**Exercises:**
1/ According to the telemetry canvas text, what kind of tool is the canvas?
2/ In the telemetry canvas text, write out the passage from "To create transparency" to "for their work." again, swapping "humans" for "people".

**Selected text:**

Telemetry Canvas - figuring out the right metrics

To create transparency for the key information about your company, your system, your product - you need to align your metrics. Here is a simple canvas that can help you sort your thoughts and start your journey to data driven decision making:


The Telemetry Canvas




The canvas is simple to understand. There are two main dimensions:

Events

In an IT platform, there are mainly two types of events: Those created, conducted, orchestrated, managed or performed by automation - and those performed by humans (platform users).
Anyone whose work is affected by events should have a say in defining the most relevant items for their work.

Technical events

Everything the system and/or platform does by itself, or in support of user activity, is a technical event. We can measure technical factors such as incoming or completed transactions, inventory levels et cetera. Of course, we can categorize these by transaction type, technical component or business scenario, depending on what we are looking for.

Quality checks, build failures or network alerts are also technical events that occur frequently, and require attention.


User actions

Whatever users do may also be relevant to the performance of our organizations. If our goal is to grow our userbase, new registrations are a great metric to look at. On a marketing campaign, the next logical extension would be lead conversions. Or trending products. We might also look at revenue generation - and whatever has an impact on things we care for.
Even abandoning our product is relevant for our business performance, and can be classified as "action by inaction", potentially being a relevant user action.


Business outcomes

Events by themselves are meaningless. They derive their meaning by their impact on our business.

Good for business

We are looking for certain events, such as the successful start or completion of a transaction or the generation of revenue. Many of these events fall into the category of "The more, the merrier". The best events are those that cause no work, yet generate profits.

Bad for business

Some events are always bad news, for example complaints, technical errors or system outages. Even if nobody likes to have these, they are part of working reality, and we need to pay attention to the effort we sink into them.
In many organizations, the invisibility of the "bad news" metrics on the radar causes the organization to accumulate technical debt that may eventually kill the product or even the entire company!
The best businesses aren't those who successfully ignore the bad news - it's those who know that they have less bad news to handle than they can stomach!

Deriving metrics

Once we know which events we're looking at, we can determine how we measure them.
For example: When a transaction arrives in the system - we also want to know when it is completed: we measure not just our transaction rate and inventory, we need to know the throughput rate as well. This gives us visibility into whether we're accumulating or reducing backlog, whether we're sustainable or unsustainable!


Optimization

Once we have defined our metrics, we can set optimization goals. Some events are good for our business, others are bad. The general optimization direction is either "lower is good" or "higher is good". In rare cases, we have range thresholds, where neither too high nor too low is desirable.

The easiest way is to start by capturing data on the current state of a metric, then answering the question: "Is this a problem? If so, how big is it?" - determining whether the current value is good, acceptable or inacceptable.



Using the Telemetry Canvas

The canvas is a discussion facilitation tool, so don't use it on your own.

**Dataset content:**
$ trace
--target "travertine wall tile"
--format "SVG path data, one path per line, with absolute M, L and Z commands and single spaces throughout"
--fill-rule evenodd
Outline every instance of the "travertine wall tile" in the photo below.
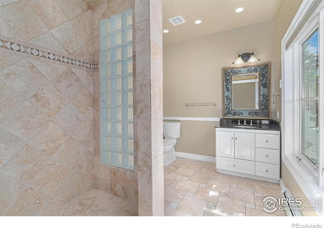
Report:
M 91 5 L 3 1 L 0 15 L 0 215 L 61 216 L 94 186 Z
M 26 2 L 49 29 L 67 21 L 67 18 L 54 1 L 48 1 L 46 4 L 42 1 L 27 0 Z
M 0 16 L 24 41 L 31 40 L 48 30 L 25 1 L 0 7 Z
M 68 139 L 68 134 L 52 122 L 49 122 L 29 143 L 52 156 Z
M 0 174 L 0 214 L 3 214 L 26 185 Z M 10 191 L 8 191 L 10 189 Z
M 33 187 L 27 187 L 4 214 L 4 216 L 35 216 L 51 196 Z M 28 205 L 28 207 L 26 206 Z

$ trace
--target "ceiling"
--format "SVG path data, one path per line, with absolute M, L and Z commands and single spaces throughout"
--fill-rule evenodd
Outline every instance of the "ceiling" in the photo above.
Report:
M 280 0 L 163 0 L 163 44 L 274 19 Z M 243 12 L 235 13 L 238 7 Z M 186 23 L 174 26 L 169 18 L 181 15 Z M 200 19 L 202 23 L 194 22 Z
M 94 3 L 98 0 L 88 0 Z M 286 0 L 285 0 L 286 1 Z M 162 0 L 163 44 L 166 45 L 274 19 L 280 0 Z M 243 12 L 235 13 L 238 7 Z M 181 16 L 186 23 L 169 21 Z M 197 19 L 202 23 L 196 25 Z

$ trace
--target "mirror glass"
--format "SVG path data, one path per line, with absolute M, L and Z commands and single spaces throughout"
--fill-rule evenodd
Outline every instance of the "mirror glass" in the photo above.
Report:
M 259 75 L 260 72 L 231 75 L 232 110 L 259 109 Z
M 270 63 L 223 68 L 223 117 L 270 119 Z

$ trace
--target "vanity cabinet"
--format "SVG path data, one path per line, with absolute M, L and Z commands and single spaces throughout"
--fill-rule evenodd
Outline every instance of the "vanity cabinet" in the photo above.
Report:
M 278 182 L 279 131 L 216 130 L 218 172 Z
M 255 161 L 255 134 L 216 131 L 216 155 Z

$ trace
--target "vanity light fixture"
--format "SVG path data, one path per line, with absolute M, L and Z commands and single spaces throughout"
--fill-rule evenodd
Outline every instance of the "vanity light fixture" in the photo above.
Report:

**Full solutions:**
1/ A discussion facilitation tool.

2/
To create transparency for the key information about your company, your system, your product - you need to align your metrics. Here is a simple canvas that can help you sort your thoughts and start your journey to data driven decision making:


The Telemetry Canvas




The canvas is simple to understand. There are two main dimensions:

Events

In an IT platform, there are mainly two types of events: Those created, conducted, orchestrated, managed or performed by automation - and those performed by people (platform users).
Anyone whose work is affected by events should have a say in defining the most relevant items for their work.